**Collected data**

============================================================

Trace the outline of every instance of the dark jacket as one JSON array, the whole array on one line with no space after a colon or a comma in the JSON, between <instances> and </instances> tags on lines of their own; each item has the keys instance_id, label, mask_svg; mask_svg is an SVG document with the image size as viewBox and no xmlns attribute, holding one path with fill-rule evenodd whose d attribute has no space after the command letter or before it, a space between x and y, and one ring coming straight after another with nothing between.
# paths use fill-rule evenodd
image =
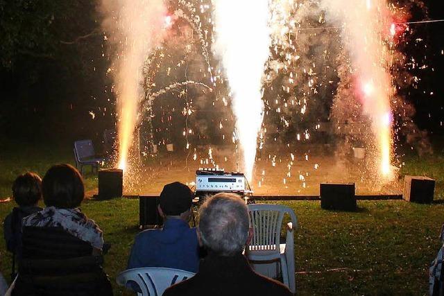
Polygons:
<instances>
[{"instance_id":1,"label":"dark jacket","mask_svg":"<svg viewBox=\"0 0 444 296\"><path fill-rule=\"evenodd\" d=\"M23 227L23 257L12 296L111 296L102 256L61 227Z\"/></svg>"},{"instance_id":2,"label":"dark jacket","mask_svg":"<svg viewBox=\"0 0 444 296\"><path fill-rule=\"evenodd\" d=\"M3 235L6 249L15 254L19 260L22 258L22 220L24 218L39 211L42 211L40 207L15 207L5 218Z\"/></svg>"},{"instance_id":3,"label":"dark jacket","mask_svg":"<svg viewBox=\"0 0 444 296\"><path fill-rule=\"evenodd\" d=\"M282 283L255 272L242 254L208 255L200 261L199 271L191 279L165 290L164 296L254 295L289 296Z\"/></svg>"}]
</instances>

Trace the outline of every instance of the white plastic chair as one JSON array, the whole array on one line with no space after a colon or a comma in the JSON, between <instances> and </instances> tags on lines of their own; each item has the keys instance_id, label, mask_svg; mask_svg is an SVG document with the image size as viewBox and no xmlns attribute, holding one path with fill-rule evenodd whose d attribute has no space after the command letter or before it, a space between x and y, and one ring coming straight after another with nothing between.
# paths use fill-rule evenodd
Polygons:
<instances>
[{"instance_id":1,"label":"white plastic chair","mask_svg":"<svg viewBox=\"0 0 444 296\"><path fill-rule=\"evenodd\" d=\"M279 261L284 284L291 293L296 293L294 238L293 229L298 225L298 220L293 210L281 204L248 204L250 226L253 235L246 254L250 261ZM285 243L280 243L280 230L284 215L288 214L291 222L287 225ZM263 275L259 268L255 270Z\"/></svg>"},{"instance_id":2,"label":"white plastic chair","mask_svg":"<svg viewBox=\"0 0 444 296\"><path fill-rule=\"evenodd\" d=\"M139 296L160 296L169 287L193 277L194 273L165 268L128 269L116 278L119 286L126 286L128 281L135 281L142 290Z\"/></svg>"}]
</instances>

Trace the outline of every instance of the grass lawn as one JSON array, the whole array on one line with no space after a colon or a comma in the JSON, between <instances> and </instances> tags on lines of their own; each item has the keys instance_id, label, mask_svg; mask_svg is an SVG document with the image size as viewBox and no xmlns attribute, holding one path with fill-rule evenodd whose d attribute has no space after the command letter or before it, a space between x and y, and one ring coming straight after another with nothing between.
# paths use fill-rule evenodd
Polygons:
<instances>
[{"instance_id":1,"label":"grass lawn","mask_svg":"<svg viewBox=\"0 0 444 296\"><path fill-rule=\"evenodd\" d=\"M53 164L72 163L69 148L20 153L0 151L0 198L10 195L14 178L25 171L42 175ZM403 174L427 175L437 180L435 198L444 199L444 158L405 160ZM96 178L87 177L87 190ZM285 202L299 220L295 232L296 285L300 295L425 295L427 269L440 247L444 204L404 201L359 201L355 213L321 209L318 202ZM0 204L4 218L13 202ZM87 200L83 211L95 220L112 245L105 269L115 295L130 295L114 284L125 269L139 219L138 200ZM0 232L3 232L3 227ZM0 240L0 271L8 277L11 256Z\"/></svg>"}]
</instances>

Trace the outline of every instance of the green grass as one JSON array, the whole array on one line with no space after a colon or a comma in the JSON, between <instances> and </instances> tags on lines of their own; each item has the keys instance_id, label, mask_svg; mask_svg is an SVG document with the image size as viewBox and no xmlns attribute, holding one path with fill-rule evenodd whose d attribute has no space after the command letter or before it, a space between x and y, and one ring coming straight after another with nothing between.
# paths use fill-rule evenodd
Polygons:
<instances>
[{"instance_id":1,"label":"green grass","mask_svg":"<svg viewBox=\"0 0 444 296\"><path fill-rule=\"evenodd\" d=\"M0 153L0 197L10 195L15 176L25 171L43 175L53 163L72 162L69 149L42 150L19 155ZM57 152L59 151L59 152ZM61 152L60 152L61 151ZM444 159L411 157L402 174L427 175L437 180L436 197L443 199ZM96 186L94 176L86 186ZM440 247L444 204L404 201L359 201L355 213L321 209L318 202L286 202L299 220L295 232L296 285L300 295L425 295L427 268ZM0 217L13 202L0 204ZM112 245L105 255L105 269L115 295L130 295L117 287L116 275L124 270L134 236L139 232L137 200L87 200L83 211L96 220ZM3 228L0 232L3 232ZM7 277L10 254L0 240L0 271Z\"/></svg>"}]
</instances>

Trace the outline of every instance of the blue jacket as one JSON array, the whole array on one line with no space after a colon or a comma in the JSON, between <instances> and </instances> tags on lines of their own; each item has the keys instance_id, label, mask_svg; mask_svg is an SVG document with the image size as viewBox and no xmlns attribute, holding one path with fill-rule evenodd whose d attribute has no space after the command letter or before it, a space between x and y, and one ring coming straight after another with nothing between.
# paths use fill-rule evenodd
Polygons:
<instances>
[{"instance_id":1,"label":"blue jacket","mask_svg":"<svg viewBox=\"0 0 444 296\"><path fill-rule=\"evenodd\" d=\"M181 219L169 218L162 229L148 229L136 236L128 269L164 267L196 272L199 245L196 228Z\"/></svg>"}]
</instances>

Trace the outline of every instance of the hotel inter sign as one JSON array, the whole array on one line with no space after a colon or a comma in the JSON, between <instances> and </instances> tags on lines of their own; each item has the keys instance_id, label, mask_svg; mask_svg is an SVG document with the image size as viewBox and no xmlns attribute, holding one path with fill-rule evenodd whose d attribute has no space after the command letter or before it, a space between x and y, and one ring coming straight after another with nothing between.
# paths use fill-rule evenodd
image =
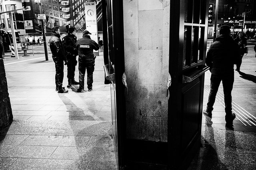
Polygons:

============================================================

Copy every line of the records above word for word, leaving out the pictures.

**TASK OUTPUT**
Trace the outline of every instance of the dark jacket as one JSON array, the whole array on one line with no space after a colon or a comma in the JSON, between <instances> and </instances> tags on lines of their own; each item has the keys instance_id, label, mask_svg; mask_svg is an SVG document with the image size as viewBox and no xmlns attribute, holding one path with fill-rule evenodd whose d attribute has no space after the command letter or before it, a space between x and y, and one ring coming straight after another with nothing between.
# paths use fill-rule evenodd
image =
Polygons:
<instances>
[{"instance_id":1,"label":"dark jacket","mask_svg":"<svg viewBox=\"0 0 444 296\"><path fill-rule=\"evenodd\" d=\"M23 227L23 257L12 296L111 296L102 256L61 227Z\"/></svg>"},{"instance_id":2,"label":"dark jacket","mask_svg":"<svg viewBox=\"0 0 444 296\"><path fill-rule=\"evenodd\" d=\"M3 235L6 249L15 254L19 260L22 258L22 220L24 218L39 211L42 211L40 207L15 207L5 218Z\"/></svg>"},{"instance_id":3,"label":"dark jacket","mask_svg":"<svg viewBox=\"0 0 444 296\"><path fill-rule=\"evenodd\" d=\"M282 283L255 272L242 254L208 255L200 261L199 271L191 279L165 290L164 296L254 295L289 296Z\"/></svg>"}]
</instances>

Trace the outline of every instance of the white plastic chair as one JSON array, the whole array on one line with no space after a colon or a comma in the JSON, between <instances> and </instances> tags on lines of their own; each item has the keys instance_id, label, mask_svg; mask_svg is an SVG document with the image size as viewBox and no xmlns attribute, holding one path with fill-rule evenodd whose d attribute has no space after the command letter or before it, a space between x and y, and one ring coming straight after another with nothing between.
# paths use fill-rule evenodd
Polygons:
<instances>
[{"instance_id":1,"label":"white plastic chair","mask_svg":"<svg viewBox=\"0 0 444 296\"><path fill-rule=\"evenodd\" d=\"M279 261L284 284L291 293L296 293L294 238L293 229L298 225L298 220L293 210L281 204L248 204L250 226L253 235L246 254L250 261ZM285 243L280 243L280 230L284 215L288 214L291 222L287 225ZM263 275L259 268L255 270Z\"/></svg>"},{"instance_id":2,"label":"white plastic chair","mask_svg":"<svg viewBox=\"0 0 444 296\"><path fill-rule=\"evenodd\" d=\"M139 296L160 296L169 287L193 277L194 273L165 268L128 269L116 278L119 286L126 286L128 281L135 281L142 290Z\"/></svg>"}]
</instances>

Trace the outline of every instance of the grass lawn as one JSON array, the whole array on one line with no space after a colon or a comma in the JSON, between <instances> and </instances> tags on lines of their own; each item has the keys instance_id, label, mask_svg; mask_svg is an SVG document with the image size as viewBox and no xmlns attribute, holding one path with fill-rule evenodd whose d attribute has no space after the command letter or before it, a space between x and y, and one ring coming straight after another with nothing between.
# paths use fill-rule evenodd
Polygons:
<instances>
[{"instance_id":1,"label":"grass lawn","mask_svg":"<svg viewBox=\"0 0 444 296\"><path fill-rule=\"evenodd\" d=\"M53 164L72 163L69 148L20 153L0 151L0 198L10 195L14 178L25 171L42 175ZM403 174L427 175L437 180L435 198L444 199L444 158L405 160ZM96 178L87 177L87 190ZM285 202L299 220L295 232L296 285L300 295L425 295L427 269L440 247L444 204L404 201L359 201L355 213L321 209L318 202ZM0 204L4 218L13 202ZM87 200L83 211L95 220L112 245L105 269L115 295L130 295L114 284L125 269L139 219L138 200ZM0 232L3 232L3 227ZM0 240L0 271L8 277L11 256Z\"/></svg>"}]
</instances>

Trace the outline of every instance of the green grass as one JSON array, the whole array on one line with no space after a colon or a comma in the JSON, between <instances> and </instances> tags on lines of their own; each item has the keys instance_id, label, mask_svg; mask_svg is an SVG document with the image size as viewBox and no xmlns attribute, holding one path with fill-rule evenodd whose d attribute has no space after the command letter or before it, a space between x and y, and one ring coming straight after another with nothing between.
# paths use fill-rule evenodd
Polygons:
<instances>
[{"instance_id":1,"label":"green grass","mask_svg":"<svg viewBox=\"0 0 444 296\"><path fill-rule=\"evenodd\" d=\"M0 153L0 197L10 195L15 176L25 171L43 175L53 163L72 162L69 149L42 150L19 155ZM57 152L59 151L59 152ZM61 152L60 152L61 151ZM444 159L411 157L402 174L427 175L437 180L436 197L443 199ZM96 186L94 176L86 186ZM440 247L444 204L404 201L359 201L355 213L321 209L318 202L286 202L299 220L295 232L296 285L300 295L425 295L427 268ZM0 217L13 202L0 204ZM112 245L105 255L105 269L115 295L130 295L117 287L116 275L124 270L134 236L139 232L137 200L87 200L83 211L96 220ZM3 228L0 232L3 232ZM7 277L10 254L0 240L0 271Z\"/></svg>"}]
</instances>

Trace the outline of every instance of the blue jacket as one JSON array, the whole array on one line with no space after a colon or a comma in the JSON, between <instances> and </instances> tags on lines of their own; each item has the keys instance_id, label, mask_svg; mask_svg is an SVG document with the image size as viewBox and no xmlns attribute, holding one path with fill-rule evenodd whose d attribute has no space after the command letter or before it, a space between x and y, and one ring coming straight after another with nothing between.
# paths use fill-rule evenodd
Polygons:
<instances>
[{"instance_id":1,"label":"blue jacket","mask_svg":"<svg viewBox=\"0 0 444 296\"><path fill-rule=\"evenodd\" d=\"M181 219L169 218L162 229L148 229L136 236L128 269L164 267L196 272L199 245L196 228Z\"/></svg>"}]
</instances>

Trace the outline of every instance of the hotel inter sign as one JSON array, the whole array on one line with no space after a colon or a comma in the JSON, between <instances> and </instances> tags on lines of their own; each item has the keys instance_id, label, mask_svg; mask_svg is an SVG document with the image size as viewBox and no xmlns attribute, holding one path with fill-rule evenodd whose d attribute has no space after the command letter or before it, a space between x and y, and one ring coming straight after another with nothing between.
# paths use fill-rule evenodd
image =
Polygons:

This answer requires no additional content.